> [Required action] In the material below, find all lines with the string "black" and copy them.

> [Source data]
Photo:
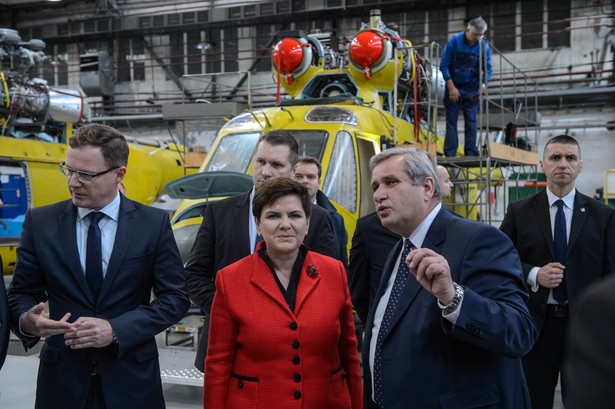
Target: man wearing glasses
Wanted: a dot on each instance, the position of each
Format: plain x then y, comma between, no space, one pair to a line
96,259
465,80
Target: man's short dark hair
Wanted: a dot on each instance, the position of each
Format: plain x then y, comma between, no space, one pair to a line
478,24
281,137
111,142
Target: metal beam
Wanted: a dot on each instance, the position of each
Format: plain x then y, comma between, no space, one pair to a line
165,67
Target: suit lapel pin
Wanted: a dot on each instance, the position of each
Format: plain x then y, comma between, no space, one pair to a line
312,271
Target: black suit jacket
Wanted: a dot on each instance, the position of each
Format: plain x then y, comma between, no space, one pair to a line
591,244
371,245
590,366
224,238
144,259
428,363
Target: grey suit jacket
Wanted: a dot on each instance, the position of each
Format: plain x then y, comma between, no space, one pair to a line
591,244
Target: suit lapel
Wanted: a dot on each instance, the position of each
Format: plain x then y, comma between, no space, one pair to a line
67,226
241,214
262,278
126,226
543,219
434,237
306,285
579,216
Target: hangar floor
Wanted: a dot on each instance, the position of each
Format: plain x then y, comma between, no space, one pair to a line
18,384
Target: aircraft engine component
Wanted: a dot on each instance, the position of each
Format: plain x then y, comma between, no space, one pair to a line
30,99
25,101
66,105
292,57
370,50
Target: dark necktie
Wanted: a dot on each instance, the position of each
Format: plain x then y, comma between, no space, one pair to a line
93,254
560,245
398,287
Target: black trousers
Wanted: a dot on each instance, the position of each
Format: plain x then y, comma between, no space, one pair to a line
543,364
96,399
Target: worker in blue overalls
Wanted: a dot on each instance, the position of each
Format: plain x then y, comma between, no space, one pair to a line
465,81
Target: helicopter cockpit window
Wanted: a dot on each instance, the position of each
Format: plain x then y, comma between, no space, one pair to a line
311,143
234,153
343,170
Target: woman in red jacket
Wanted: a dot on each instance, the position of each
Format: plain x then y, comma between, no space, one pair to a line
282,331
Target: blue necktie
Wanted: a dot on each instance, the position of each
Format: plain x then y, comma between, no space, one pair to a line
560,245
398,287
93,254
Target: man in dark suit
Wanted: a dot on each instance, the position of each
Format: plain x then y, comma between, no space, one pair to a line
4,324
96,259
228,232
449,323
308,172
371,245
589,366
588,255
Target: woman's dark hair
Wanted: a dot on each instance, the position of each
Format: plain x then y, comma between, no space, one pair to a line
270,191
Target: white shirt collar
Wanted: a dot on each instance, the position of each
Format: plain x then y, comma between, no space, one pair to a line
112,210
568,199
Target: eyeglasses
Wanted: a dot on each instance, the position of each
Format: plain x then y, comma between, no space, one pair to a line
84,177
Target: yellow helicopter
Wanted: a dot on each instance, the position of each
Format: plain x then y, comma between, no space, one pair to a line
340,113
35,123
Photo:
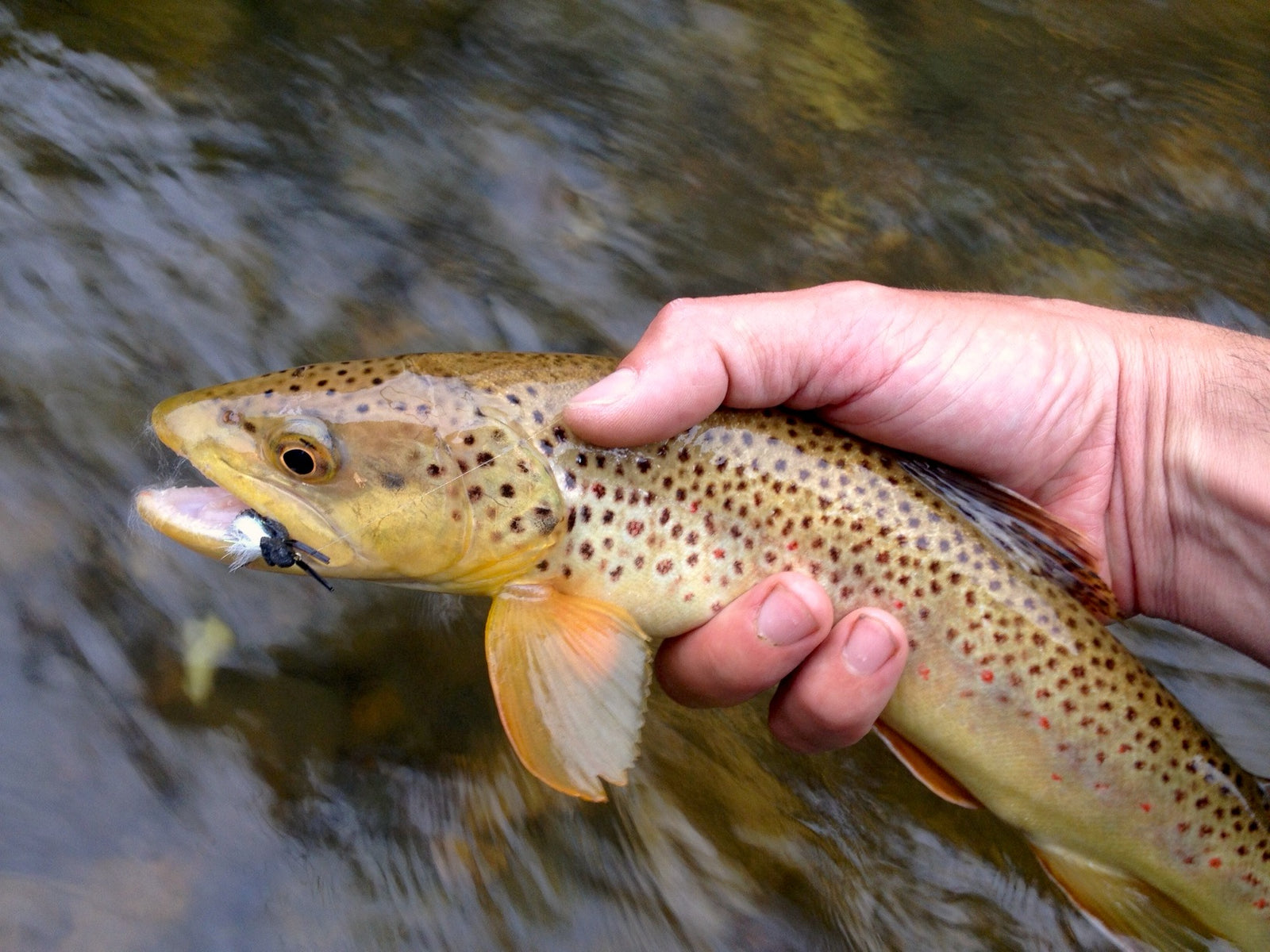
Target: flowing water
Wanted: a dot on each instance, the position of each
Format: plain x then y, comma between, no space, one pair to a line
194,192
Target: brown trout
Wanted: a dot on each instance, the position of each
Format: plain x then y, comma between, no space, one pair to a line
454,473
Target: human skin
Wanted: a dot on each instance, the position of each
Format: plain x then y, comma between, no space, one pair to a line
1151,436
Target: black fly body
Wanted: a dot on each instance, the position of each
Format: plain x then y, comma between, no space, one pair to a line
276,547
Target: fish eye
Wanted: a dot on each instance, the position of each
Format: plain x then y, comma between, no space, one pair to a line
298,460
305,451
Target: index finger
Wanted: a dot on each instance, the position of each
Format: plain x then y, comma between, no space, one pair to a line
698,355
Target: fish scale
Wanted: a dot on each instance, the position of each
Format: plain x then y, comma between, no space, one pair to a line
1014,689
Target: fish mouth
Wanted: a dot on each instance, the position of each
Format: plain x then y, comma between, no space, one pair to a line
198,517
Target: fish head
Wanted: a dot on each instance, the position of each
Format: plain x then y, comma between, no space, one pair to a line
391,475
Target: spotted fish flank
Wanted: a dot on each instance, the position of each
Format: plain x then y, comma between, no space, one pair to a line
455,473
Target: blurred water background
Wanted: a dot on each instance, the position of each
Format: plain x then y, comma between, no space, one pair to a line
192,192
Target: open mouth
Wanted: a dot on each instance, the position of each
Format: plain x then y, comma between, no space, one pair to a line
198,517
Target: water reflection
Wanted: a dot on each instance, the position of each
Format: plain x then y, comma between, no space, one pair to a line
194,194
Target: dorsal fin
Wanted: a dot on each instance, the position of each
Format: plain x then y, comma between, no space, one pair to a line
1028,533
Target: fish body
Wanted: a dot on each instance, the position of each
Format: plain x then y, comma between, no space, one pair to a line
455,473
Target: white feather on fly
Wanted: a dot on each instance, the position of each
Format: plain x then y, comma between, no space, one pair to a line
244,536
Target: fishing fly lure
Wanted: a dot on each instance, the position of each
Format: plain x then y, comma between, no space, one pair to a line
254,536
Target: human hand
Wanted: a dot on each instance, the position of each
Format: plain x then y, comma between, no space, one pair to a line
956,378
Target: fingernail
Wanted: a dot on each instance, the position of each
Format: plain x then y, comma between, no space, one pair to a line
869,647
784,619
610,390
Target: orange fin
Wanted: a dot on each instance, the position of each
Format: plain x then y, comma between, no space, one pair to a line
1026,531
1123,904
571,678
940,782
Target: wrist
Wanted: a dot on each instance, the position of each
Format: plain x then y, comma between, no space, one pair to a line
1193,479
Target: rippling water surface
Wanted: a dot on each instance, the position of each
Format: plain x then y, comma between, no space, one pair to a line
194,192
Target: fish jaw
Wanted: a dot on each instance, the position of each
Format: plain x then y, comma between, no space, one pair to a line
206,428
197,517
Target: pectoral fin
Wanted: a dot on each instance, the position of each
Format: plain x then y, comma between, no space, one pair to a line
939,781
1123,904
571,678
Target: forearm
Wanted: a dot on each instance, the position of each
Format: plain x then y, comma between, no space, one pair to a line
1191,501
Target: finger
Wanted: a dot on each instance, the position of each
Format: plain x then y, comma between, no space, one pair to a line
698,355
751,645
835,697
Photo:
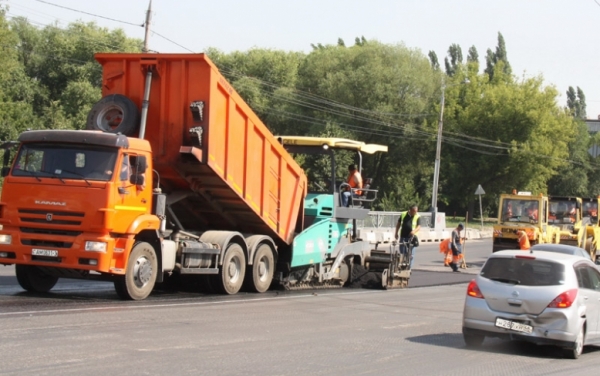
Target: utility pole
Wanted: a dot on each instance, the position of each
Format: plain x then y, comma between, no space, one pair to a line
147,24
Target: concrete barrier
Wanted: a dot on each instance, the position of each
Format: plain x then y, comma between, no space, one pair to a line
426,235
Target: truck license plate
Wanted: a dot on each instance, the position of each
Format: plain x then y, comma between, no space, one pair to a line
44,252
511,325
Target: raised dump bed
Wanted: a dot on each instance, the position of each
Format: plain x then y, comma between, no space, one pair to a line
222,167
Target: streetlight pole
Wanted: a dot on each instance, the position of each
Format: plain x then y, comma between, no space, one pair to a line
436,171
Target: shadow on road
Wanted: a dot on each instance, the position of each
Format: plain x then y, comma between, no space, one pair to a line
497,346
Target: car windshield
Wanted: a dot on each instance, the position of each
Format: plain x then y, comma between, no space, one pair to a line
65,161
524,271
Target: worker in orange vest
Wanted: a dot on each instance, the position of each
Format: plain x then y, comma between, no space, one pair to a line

> [Result of the exercise]
Target: black suit jacket
Target: black trousers
Target: black fly body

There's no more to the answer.